**Task prompt:**
Repeat verbatim, and only, the lines of the data below, beginning at the line that contains "request: trace the outline of every instance of the snow" and stopping after the line that contains "target: snow on branches".

**Data to process:**
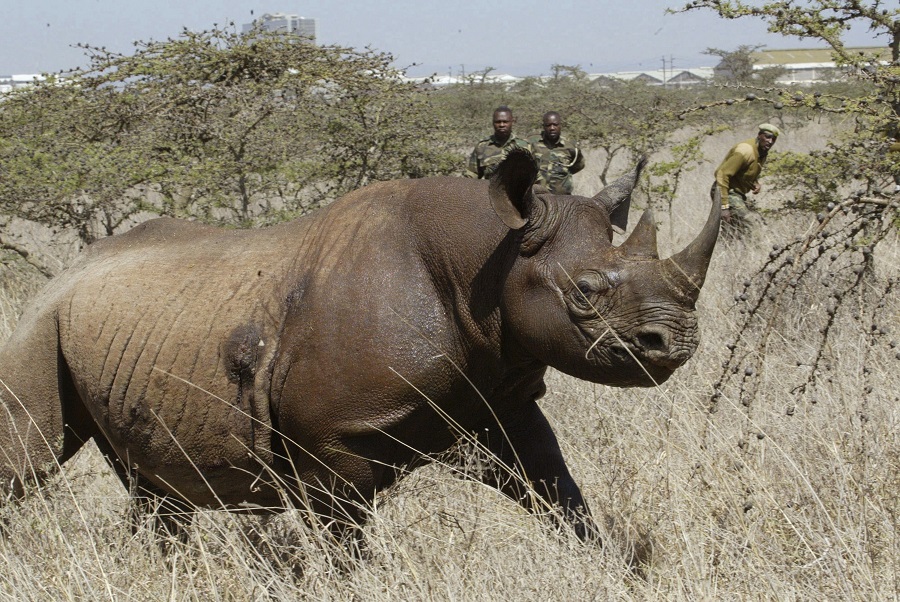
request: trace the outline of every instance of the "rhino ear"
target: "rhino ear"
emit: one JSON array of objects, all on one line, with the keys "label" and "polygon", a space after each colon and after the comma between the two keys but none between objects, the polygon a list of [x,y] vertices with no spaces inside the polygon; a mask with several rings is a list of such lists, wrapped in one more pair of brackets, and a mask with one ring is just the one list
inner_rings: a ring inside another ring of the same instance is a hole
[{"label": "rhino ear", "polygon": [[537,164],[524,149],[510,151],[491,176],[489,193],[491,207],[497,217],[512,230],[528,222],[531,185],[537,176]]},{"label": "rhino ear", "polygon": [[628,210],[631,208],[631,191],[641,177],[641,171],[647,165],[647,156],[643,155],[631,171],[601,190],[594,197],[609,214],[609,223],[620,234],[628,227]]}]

--

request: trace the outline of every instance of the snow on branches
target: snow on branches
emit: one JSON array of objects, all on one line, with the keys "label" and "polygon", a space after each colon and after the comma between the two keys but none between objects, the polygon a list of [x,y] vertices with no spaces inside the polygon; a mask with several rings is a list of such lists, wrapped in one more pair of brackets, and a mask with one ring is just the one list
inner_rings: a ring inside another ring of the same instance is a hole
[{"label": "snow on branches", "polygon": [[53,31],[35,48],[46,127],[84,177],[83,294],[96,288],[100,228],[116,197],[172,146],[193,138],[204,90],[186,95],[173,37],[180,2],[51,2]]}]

**Solution to this task:**
request: trace the outline of every instance of the snow on branches
target: snow on branches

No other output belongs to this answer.